▶ _THE EXERCISE_: Format every line of the entries below as a JSON list of strings, one string per line, with blank lines dropped and the pictures left out.

----- EXERCISE MATERIAL -----

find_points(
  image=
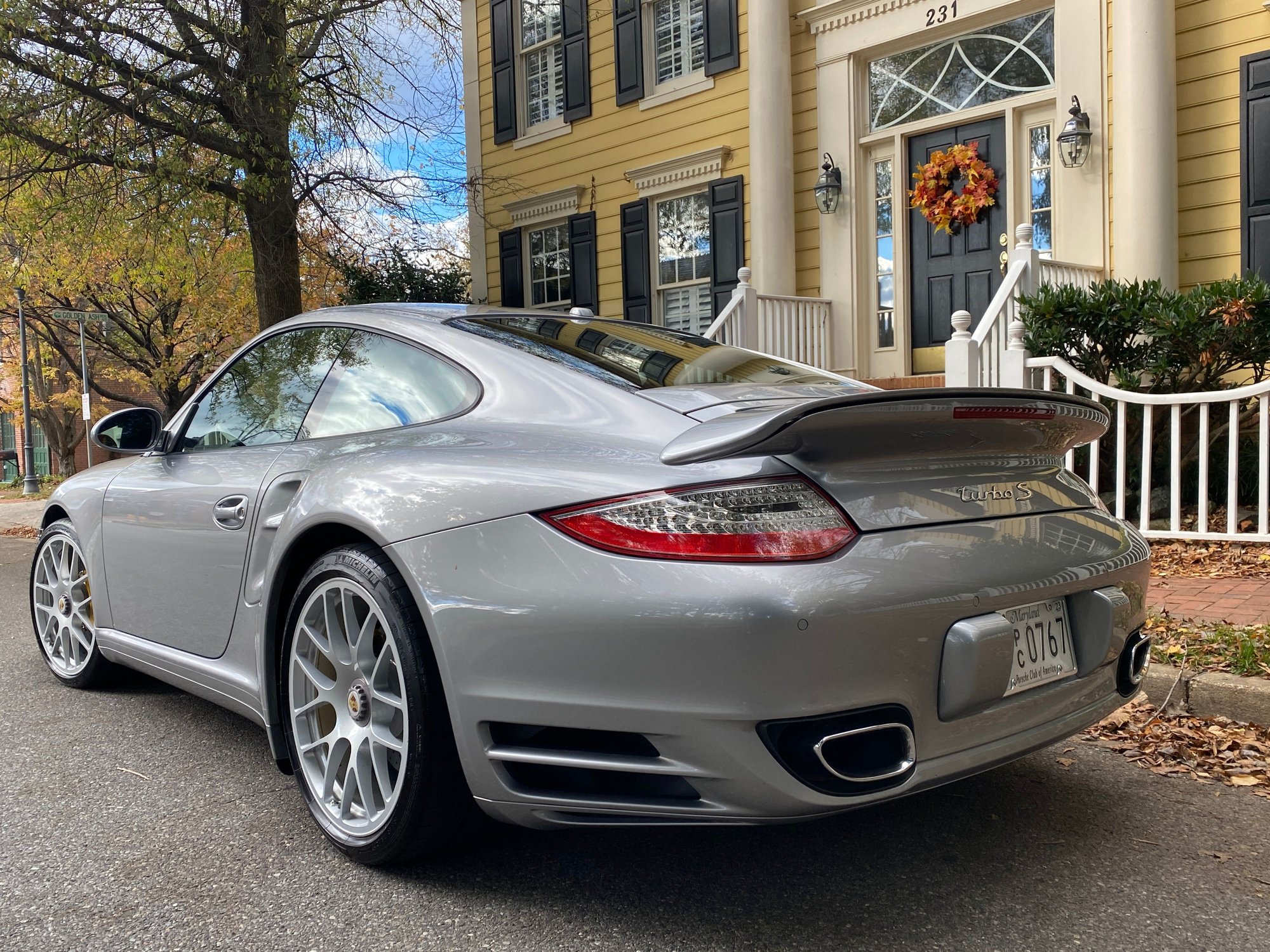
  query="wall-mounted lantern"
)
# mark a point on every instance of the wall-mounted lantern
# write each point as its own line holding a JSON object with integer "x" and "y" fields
{"x": 1074, "y": 142}
{"x": 829, "y": 187}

-----

▶ _RESULT FOR THIS EXERCISE_:
[
  "find_points(",
  "  image=",
  "  query=\"wall-mounted lantern\"",
  ")",
  "# mark a point on every instance of the wall-mounted lantern",
  "# write each point as its own line holding a JSON object with integer \"x\" and \"y\" fields",
  "{\"x\": 1074, \"y\": 142}",
  "{\"x\": 829, \"y\": 187}"
]